TASK STATEMENT —
State how many lines in the records below contain the word "pearl". Nothing else is needed.

__________________________________________________

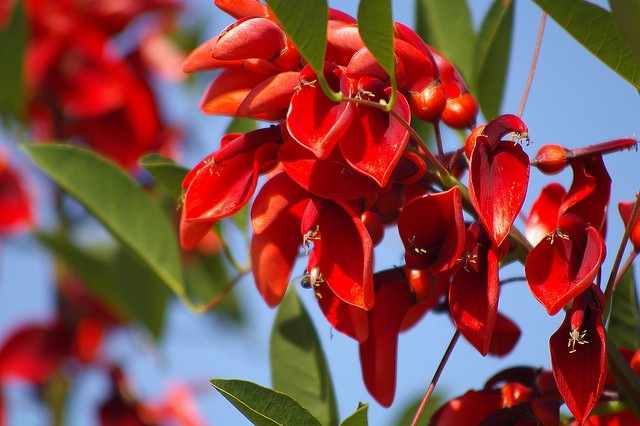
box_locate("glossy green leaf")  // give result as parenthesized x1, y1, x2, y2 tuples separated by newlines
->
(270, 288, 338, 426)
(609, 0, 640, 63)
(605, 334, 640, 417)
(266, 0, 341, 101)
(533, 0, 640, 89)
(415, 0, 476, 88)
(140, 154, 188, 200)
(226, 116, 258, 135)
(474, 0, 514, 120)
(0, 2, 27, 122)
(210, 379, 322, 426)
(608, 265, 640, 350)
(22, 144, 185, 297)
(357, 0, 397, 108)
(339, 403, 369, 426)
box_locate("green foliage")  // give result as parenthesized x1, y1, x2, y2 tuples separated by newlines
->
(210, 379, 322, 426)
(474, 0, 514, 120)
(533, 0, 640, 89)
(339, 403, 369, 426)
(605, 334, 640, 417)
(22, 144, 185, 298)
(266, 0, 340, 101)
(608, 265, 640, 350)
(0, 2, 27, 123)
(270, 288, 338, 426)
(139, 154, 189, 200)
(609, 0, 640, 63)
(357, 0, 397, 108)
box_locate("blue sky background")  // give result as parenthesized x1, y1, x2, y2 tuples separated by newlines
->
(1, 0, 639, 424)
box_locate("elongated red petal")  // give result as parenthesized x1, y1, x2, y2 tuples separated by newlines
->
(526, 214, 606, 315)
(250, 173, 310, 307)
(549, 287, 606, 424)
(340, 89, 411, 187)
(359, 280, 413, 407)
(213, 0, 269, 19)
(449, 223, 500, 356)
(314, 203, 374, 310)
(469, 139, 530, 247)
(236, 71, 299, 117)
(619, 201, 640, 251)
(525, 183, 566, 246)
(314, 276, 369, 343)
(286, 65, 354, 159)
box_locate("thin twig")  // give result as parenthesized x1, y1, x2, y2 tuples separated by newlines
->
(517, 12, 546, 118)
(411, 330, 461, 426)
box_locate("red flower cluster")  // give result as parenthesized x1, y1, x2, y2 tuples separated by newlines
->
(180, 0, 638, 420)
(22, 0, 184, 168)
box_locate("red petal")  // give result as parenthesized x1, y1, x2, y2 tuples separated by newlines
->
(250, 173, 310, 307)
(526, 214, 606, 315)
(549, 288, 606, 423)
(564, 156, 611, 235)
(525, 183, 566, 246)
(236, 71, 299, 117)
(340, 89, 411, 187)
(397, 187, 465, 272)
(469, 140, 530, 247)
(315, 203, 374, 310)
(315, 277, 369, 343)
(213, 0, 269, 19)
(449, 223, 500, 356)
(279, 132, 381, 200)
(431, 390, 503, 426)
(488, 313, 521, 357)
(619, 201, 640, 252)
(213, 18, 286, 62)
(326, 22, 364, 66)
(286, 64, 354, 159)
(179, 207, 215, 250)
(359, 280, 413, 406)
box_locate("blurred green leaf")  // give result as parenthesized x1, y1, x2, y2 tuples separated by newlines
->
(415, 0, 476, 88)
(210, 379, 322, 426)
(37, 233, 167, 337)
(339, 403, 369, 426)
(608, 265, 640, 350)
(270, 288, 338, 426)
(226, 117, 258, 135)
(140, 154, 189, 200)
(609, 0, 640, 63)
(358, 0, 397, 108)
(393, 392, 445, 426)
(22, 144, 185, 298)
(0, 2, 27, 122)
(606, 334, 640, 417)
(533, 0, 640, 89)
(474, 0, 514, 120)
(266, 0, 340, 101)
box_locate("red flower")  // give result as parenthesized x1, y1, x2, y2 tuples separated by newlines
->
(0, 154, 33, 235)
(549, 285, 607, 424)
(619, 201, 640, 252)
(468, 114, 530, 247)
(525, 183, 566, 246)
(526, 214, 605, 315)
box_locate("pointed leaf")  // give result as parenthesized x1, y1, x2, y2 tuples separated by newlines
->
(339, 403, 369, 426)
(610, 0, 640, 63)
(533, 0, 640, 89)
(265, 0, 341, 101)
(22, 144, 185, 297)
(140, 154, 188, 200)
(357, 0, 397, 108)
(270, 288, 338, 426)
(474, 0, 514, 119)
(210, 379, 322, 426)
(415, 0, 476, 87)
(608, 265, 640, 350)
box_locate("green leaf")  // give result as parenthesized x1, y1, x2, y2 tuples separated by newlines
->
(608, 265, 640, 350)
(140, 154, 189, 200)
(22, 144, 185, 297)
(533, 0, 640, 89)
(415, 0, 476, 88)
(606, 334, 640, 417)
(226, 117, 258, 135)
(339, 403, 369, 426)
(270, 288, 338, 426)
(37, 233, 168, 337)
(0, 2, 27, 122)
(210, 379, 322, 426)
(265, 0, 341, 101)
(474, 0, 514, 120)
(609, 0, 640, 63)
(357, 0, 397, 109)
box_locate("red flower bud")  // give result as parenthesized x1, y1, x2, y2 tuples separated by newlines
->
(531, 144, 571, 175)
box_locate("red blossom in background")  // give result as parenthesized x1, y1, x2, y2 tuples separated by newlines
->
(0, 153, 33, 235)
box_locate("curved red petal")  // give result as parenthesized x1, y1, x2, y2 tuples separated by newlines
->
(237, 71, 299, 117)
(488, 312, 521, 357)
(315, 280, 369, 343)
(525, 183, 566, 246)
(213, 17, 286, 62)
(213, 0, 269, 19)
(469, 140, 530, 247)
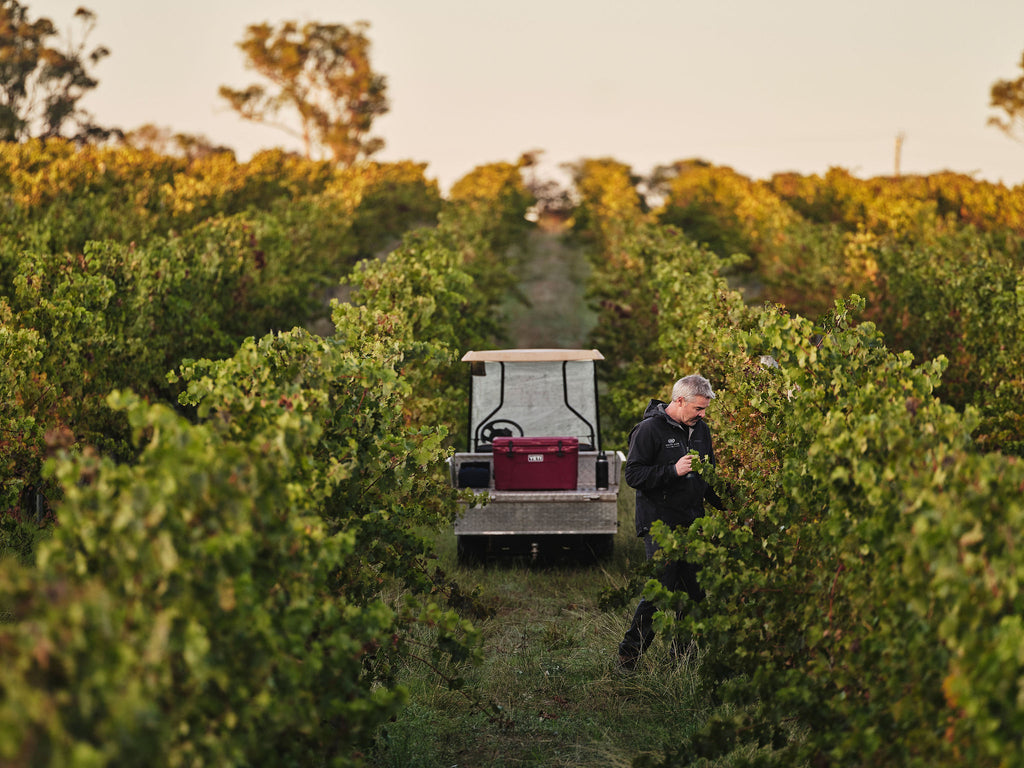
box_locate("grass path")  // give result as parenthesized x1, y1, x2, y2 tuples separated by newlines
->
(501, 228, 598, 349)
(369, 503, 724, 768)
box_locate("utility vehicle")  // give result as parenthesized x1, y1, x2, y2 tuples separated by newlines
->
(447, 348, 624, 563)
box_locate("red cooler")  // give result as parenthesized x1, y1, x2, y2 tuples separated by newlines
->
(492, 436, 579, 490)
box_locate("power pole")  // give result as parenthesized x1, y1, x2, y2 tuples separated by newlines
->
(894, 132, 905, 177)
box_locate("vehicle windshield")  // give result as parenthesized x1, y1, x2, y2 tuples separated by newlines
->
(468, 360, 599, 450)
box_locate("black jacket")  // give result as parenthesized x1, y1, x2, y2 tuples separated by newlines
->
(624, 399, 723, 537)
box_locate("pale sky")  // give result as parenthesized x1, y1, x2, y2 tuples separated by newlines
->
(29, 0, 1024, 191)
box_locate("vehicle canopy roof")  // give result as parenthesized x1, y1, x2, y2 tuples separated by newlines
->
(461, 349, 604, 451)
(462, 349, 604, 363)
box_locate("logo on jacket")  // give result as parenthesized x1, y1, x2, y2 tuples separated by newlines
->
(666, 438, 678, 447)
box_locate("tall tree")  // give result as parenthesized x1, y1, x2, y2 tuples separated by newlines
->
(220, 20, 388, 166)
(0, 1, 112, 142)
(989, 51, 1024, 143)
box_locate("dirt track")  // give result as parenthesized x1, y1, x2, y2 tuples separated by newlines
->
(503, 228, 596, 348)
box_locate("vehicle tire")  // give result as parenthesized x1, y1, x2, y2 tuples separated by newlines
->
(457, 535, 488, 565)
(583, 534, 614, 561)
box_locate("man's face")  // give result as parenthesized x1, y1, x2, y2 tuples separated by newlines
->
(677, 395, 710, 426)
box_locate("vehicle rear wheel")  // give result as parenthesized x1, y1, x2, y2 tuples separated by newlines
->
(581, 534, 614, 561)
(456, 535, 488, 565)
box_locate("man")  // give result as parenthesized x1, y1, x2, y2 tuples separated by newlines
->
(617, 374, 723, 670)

__________________________________________________

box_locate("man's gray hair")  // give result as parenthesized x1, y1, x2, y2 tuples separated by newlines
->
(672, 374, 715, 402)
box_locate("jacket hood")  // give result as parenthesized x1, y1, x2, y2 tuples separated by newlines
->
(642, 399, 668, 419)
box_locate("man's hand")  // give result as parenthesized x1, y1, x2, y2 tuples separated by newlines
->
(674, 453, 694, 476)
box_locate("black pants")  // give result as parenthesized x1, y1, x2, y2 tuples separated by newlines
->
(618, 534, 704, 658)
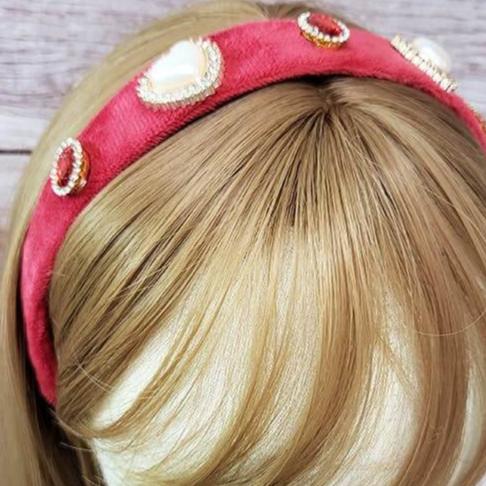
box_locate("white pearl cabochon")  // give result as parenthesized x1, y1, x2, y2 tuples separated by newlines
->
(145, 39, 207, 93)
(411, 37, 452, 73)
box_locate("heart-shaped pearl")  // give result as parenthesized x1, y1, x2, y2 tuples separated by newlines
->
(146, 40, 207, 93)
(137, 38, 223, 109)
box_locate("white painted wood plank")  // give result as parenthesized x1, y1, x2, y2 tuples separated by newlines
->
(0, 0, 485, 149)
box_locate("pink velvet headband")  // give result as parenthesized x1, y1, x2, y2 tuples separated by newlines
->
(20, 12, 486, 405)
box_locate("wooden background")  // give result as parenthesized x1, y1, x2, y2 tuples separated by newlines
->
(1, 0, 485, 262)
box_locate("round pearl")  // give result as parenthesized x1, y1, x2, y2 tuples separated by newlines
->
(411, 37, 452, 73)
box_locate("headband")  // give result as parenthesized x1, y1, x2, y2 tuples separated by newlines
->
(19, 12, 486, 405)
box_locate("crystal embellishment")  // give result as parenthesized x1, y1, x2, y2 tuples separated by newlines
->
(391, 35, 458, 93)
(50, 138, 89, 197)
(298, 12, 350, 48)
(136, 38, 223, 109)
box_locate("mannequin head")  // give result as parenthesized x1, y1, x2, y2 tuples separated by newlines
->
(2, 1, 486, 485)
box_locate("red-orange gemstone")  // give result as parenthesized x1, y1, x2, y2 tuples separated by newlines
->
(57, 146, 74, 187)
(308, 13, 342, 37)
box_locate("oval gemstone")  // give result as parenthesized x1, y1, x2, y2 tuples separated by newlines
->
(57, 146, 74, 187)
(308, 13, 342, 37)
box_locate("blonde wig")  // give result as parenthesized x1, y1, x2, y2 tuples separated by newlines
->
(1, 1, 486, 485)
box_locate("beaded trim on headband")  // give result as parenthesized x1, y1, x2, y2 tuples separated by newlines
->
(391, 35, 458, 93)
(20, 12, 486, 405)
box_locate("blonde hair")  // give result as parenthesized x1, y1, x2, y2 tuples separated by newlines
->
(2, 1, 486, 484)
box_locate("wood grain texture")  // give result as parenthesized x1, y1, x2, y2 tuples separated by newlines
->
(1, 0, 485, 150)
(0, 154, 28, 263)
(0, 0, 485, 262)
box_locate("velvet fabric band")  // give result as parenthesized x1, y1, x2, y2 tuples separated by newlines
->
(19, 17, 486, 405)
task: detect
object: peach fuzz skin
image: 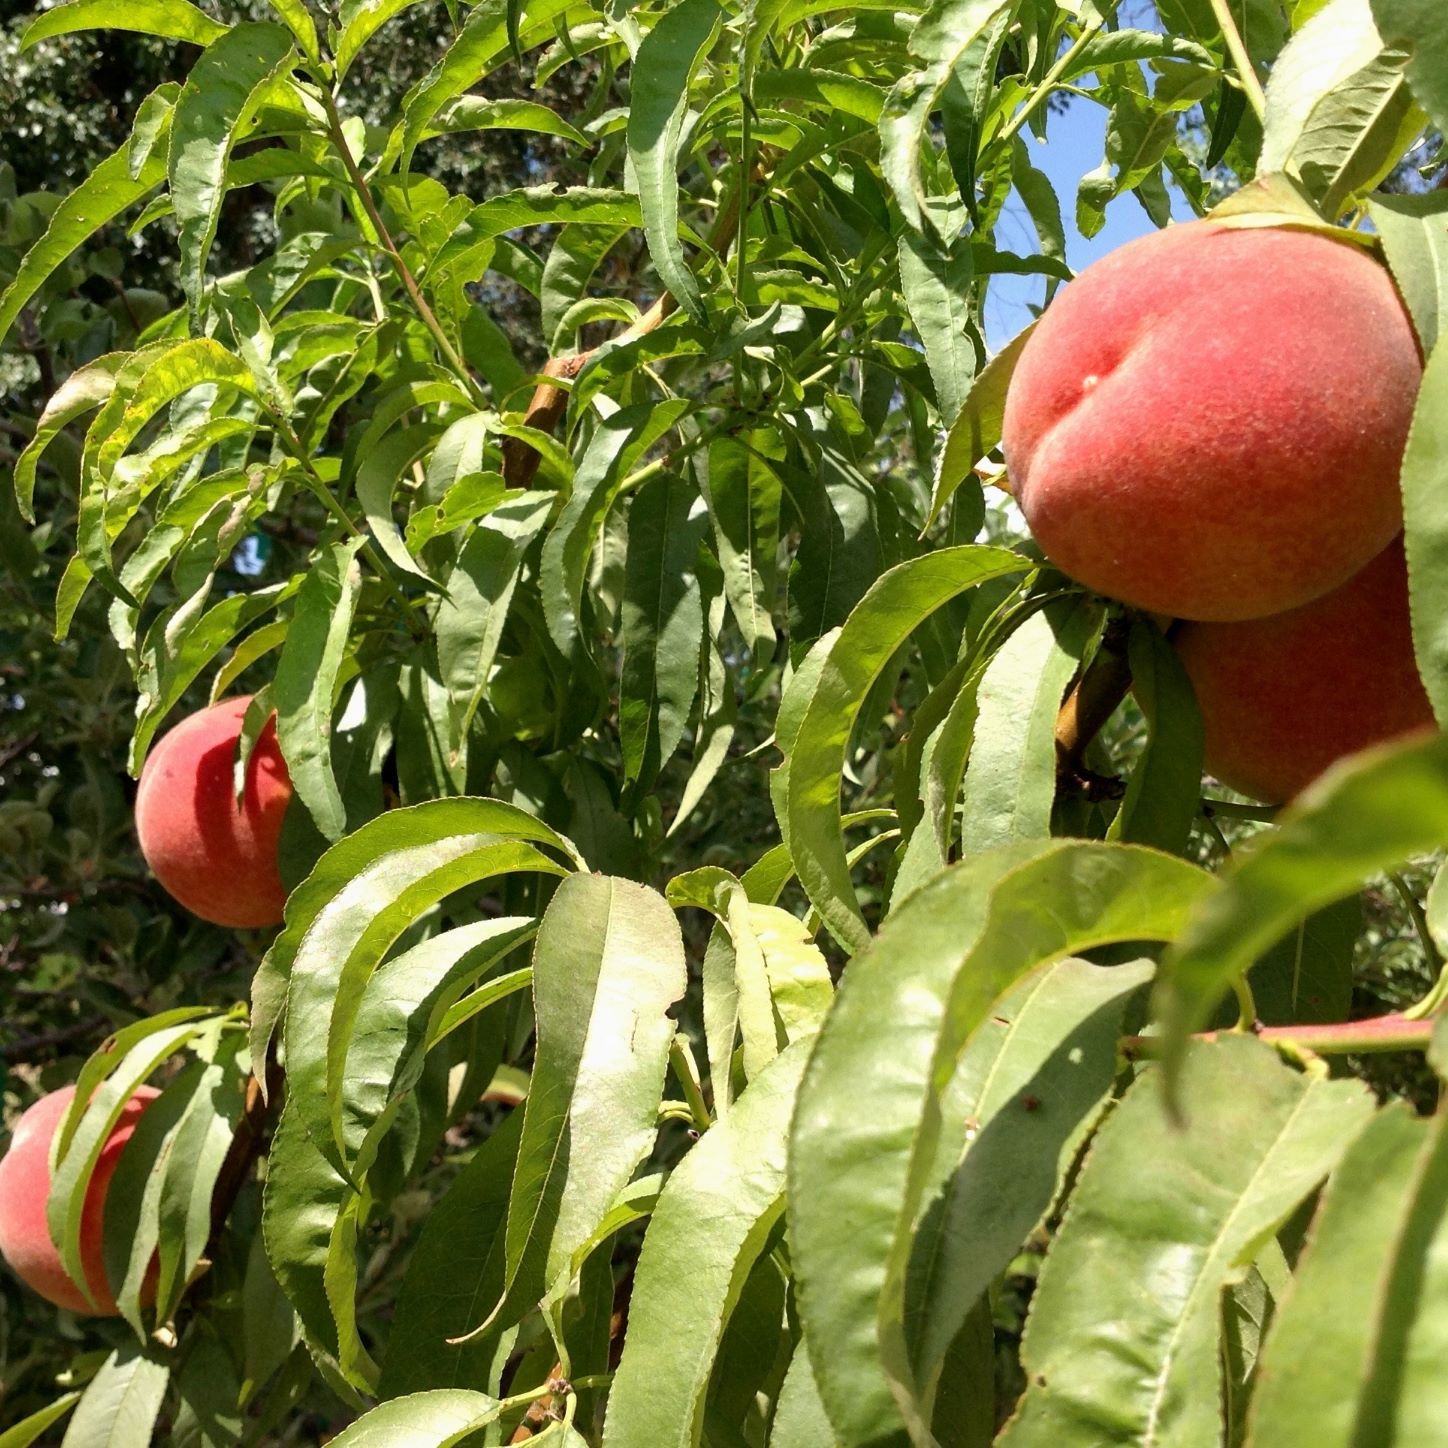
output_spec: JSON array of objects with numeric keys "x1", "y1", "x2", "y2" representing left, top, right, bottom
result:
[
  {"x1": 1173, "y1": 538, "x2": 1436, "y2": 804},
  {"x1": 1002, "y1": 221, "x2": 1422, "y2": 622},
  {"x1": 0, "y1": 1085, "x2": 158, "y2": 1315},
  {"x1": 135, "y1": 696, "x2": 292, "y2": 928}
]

__________________________________________________

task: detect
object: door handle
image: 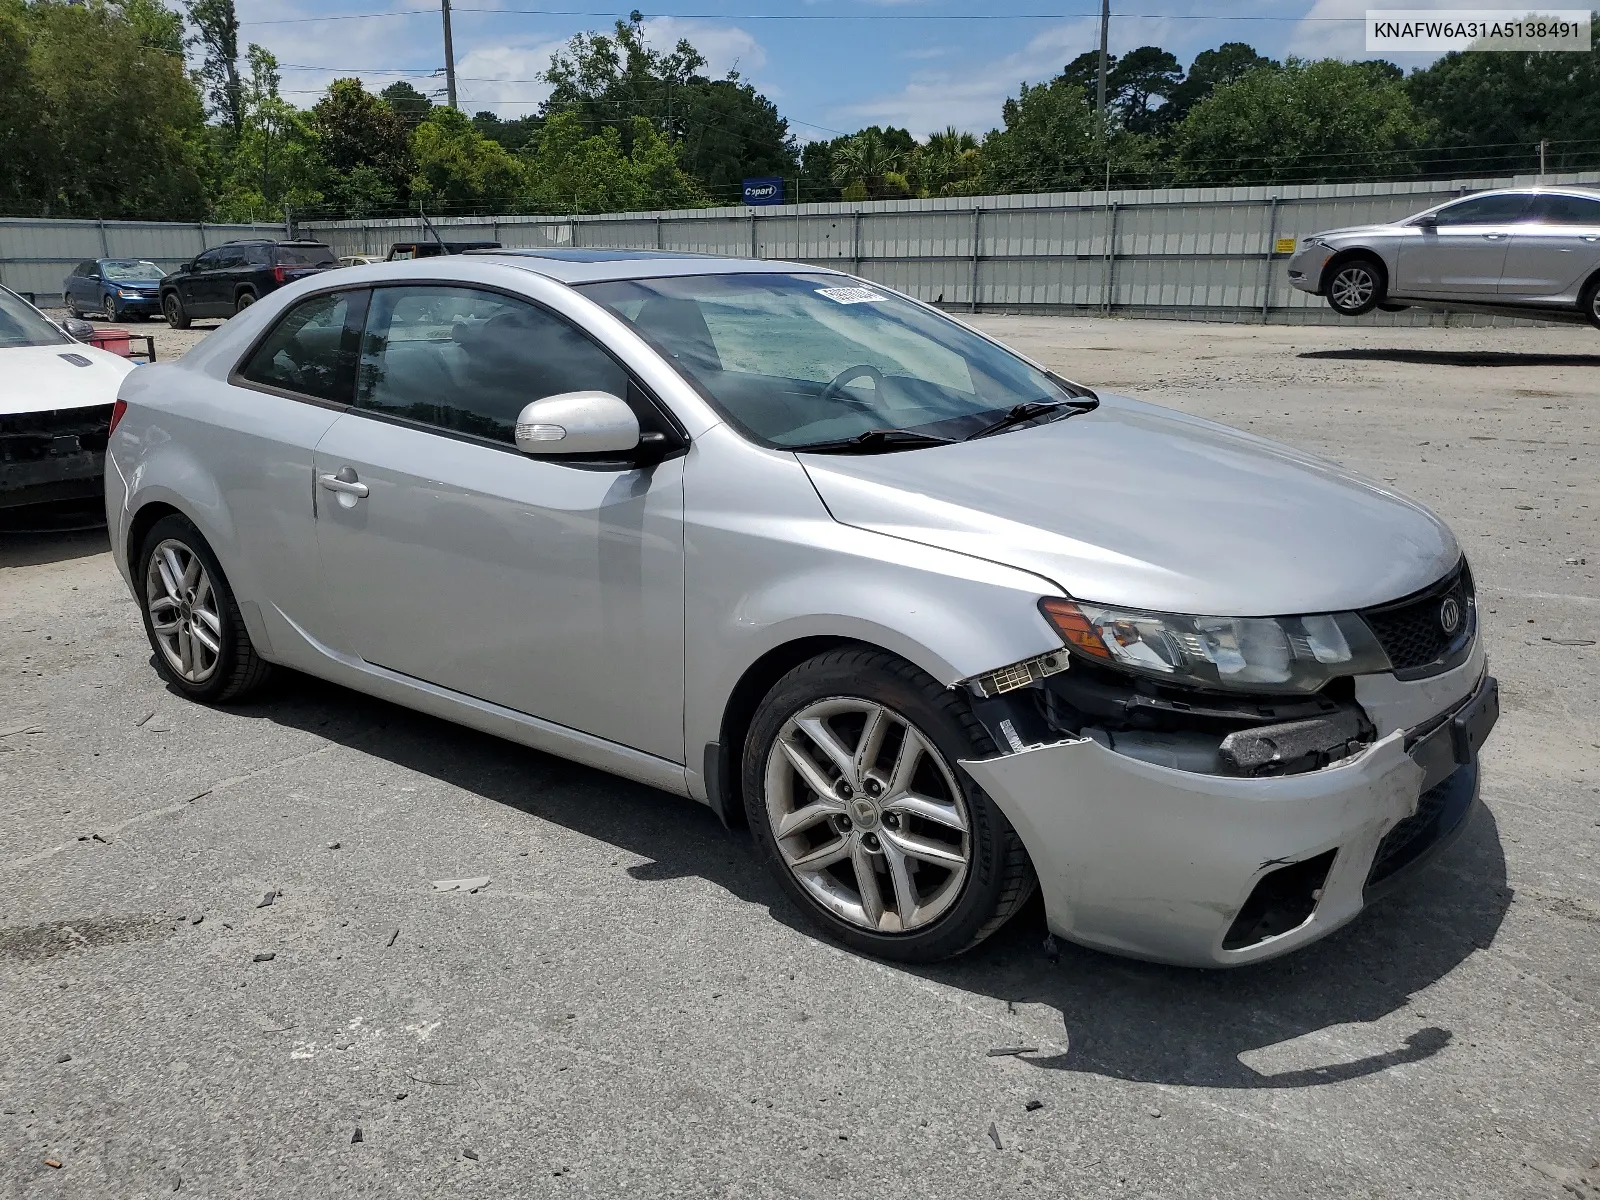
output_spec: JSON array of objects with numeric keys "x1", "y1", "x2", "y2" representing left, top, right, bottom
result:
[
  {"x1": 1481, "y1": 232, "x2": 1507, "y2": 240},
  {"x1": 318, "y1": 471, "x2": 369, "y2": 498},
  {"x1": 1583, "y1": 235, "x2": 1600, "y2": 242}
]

__________________________________________________

FINAL ANSWER —
3